REQUIRED WORK:
Copy out every one of the lines below character for character, keeping their order and line breaks unchanged.
begin
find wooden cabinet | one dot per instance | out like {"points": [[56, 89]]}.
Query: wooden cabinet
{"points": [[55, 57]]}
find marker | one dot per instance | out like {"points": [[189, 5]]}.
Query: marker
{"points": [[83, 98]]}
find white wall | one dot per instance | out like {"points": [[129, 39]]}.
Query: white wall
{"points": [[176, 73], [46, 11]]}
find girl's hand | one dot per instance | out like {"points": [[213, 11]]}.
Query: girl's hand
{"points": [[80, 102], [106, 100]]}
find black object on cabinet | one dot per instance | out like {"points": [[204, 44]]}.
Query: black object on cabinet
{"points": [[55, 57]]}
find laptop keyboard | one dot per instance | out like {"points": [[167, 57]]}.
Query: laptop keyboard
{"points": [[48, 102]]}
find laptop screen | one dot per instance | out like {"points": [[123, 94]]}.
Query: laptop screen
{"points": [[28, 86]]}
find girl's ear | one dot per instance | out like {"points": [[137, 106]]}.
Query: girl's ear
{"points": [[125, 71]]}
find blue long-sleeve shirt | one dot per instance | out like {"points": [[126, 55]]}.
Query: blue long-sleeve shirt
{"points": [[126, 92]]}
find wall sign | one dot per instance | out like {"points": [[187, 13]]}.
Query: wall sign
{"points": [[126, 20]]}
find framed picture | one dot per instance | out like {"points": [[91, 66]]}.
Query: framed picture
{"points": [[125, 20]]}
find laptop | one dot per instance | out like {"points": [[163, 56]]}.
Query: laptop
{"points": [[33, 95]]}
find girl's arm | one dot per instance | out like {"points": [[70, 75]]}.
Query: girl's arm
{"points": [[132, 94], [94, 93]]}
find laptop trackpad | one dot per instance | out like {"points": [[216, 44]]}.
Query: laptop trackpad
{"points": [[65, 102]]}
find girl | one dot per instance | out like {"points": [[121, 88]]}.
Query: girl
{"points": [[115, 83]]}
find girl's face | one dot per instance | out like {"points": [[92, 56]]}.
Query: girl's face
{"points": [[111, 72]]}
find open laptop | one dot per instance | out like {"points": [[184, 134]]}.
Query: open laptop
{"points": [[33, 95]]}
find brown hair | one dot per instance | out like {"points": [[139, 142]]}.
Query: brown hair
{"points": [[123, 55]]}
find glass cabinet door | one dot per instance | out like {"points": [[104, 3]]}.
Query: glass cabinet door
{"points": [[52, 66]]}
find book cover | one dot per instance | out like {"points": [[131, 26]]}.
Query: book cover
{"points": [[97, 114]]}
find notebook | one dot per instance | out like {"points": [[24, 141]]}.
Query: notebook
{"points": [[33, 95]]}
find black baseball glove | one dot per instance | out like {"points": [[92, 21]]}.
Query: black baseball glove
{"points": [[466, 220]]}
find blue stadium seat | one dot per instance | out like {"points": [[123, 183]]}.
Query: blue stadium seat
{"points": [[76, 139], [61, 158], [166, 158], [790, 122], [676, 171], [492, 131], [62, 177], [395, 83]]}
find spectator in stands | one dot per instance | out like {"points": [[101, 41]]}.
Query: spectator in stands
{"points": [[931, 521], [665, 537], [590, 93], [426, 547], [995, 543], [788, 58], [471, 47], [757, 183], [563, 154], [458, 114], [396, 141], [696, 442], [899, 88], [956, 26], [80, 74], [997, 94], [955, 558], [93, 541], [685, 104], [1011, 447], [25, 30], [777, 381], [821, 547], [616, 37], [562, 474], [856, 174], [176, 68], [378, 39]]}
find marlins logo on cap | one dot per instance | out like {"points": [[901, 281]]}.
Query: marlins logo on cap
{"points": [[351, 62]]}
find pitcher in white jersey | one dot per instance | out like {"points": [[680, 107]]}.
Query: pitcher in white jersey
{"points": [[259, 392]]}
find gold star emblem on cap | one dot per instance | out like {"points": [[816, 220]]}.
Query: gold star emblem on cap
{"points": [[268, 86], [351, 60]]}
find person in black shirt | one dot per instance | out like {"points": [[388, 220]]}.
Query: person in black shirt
end
ANSWER TO THIS EXERCISE:
find wooden cabinet | one dot per instance | out like {"points": [[56, 89]]}.
Query: wooden cabinet
{"points": [[55, 57]]}
find marker | one dot per instance | out like {"points": [[189, 5]]}.
Query: marker
{"points": [[83, 98]]}
find white wall | one dot per instance | out like {"points": [[129, 39]]}.
Query: white wall
{"points": [[176, 73], [46, 11]]}
find girl's hand | one dot per instance | out like {"points": [[213, 11]]}.
Query: girl's hand
{"points": [[80, 102], [106, 100]]}
find black object on cabinet | one dot per instance | out like {"points": [[204, 44]]}.
Query: black object on cabinet
{"points": [[55, 57]]}
find laptop keyboard | one dot per instance | out like {"points": [[167, 57]]}.
Query: laptop keyboard
{"points": [[48, 102]]}
find laptop screen | one dot per instance | out like {"points": [[123, 94]]}.
Query: laptop screen
{"points": [[28, 86]]}
find girl's ear | one dot per instance | out like {"points": [[137, 106]]}.
Query: girl's ear
{"points": [[125, 71]]}
find blue long-sleeve shirt | one dot per instance | out like {"points": [[126, 55]]}.
Query: blue long-sleeve shirt
{"points": [[126, 92]]}
find wall sign | one dot per instance | out like {"points": [[187, 13]]}.
Query: wall sign
{"points": [[126, 20]]}
find framed picture | one dot per instance | out like {"points": [[91, 66]]}.
Query: framed picture
{"points": [[125, 20]]}
find laptop | one dot per instance | out like {"points": [[163, 56]]}.
Query: laptop
{"points": [[33, 95]]}
find girl's arm | one dot per instance | out like {"points": [[70, 75]]}.
Query: girl's arm
{"points": [[132, 94], [94, 93]]}
find laptop trackpad | one dot per instance | out like {"points": [[216, 44]]}.
Query: laptop trackpad
{"points": [[65, 102]]}
find girl | one dot per instance | out like {"points": [[121, 88]]}.
Query: girl
{"points": [[115, 83]]}
find girl's face | one dot per instance | out like {"points": [[92, 56]]}.
Query: girl's face
{"points": [[111, 72]]}
find open laptop | one dot per instance | out like {"points": [[184, 134]]}.
Query: open laptop
{"points": [[33, 95]]}
find brown hair | one dot per instance | out like {"points": [[139, 142]]}.
Query: brown hair
{"points": [[123, 55]]}
find glass cabinet door | one dot per instance | out like {"points": [[104, 3]]}.
Query: glass cabinet door
{"points": [[52, 66]]}
find book cover | one dot per instance | out like {"points": [[131, 26]]}.
Query: book cover
{"points": [[97, 114]]}
find notebook | one dot per instance | out like {"points": [[24, 141]]}.
Query: notebook
{"points": [[33, 95]]}
find black baseball glove | one dot per instance | out like {"points": [[92, 21]]}.
Query: black baseball glove
{"points": [[466, 220]]}
find blue stadium seat | one dot per instance | out like {"points": [[123, 183]]}.
Query: blue stadium seat
{"points": [[76, 139], [61, 158], [166, 158], [790, 122], [676, 171], [492, 131], [62, 177], [395, 83]]}
find spectator in stands | one dot per instance | out like {"points": [[101, 41]]}.
Query: spectator in stands
{"points": [[931, 521], [665, 537], [590, 93], [426, 547], [995, 543], [788, 58], [471, 47], [757, 183], [563, 154], [458, 114], [396, 141], [696, 442], [899, 88], [956, 26], [80, 74], [997, 94], [955, 558], [93, 541], [685, 104], [1011, 447], [25, 30], [777, 381], [821, 547], [616, 37], [562, 474], [856, 174], [176, 68], [378, 39]]}
find marlins logo on cap | one dot per instance | out like {"points": [[901, 281]]}.
Query: marlins logo on cap
{"points": [[351, 62]]}
find pitcher in white jersey | one dot per instance | out like {"points": [[680, 107]]}.
Query: pitcher in white jersey
{"points": [[259, 392]]}
find gold star emblem on cap | one dot per instance | out like {"points": [[816, 220]]}.
Query: gold star emblem on cap
{"points": [[268, 86], [351, 60]]}
find person in black shirt | one dot per instance | out like {"points": [[388, 220]]}.
Query: person in black shirt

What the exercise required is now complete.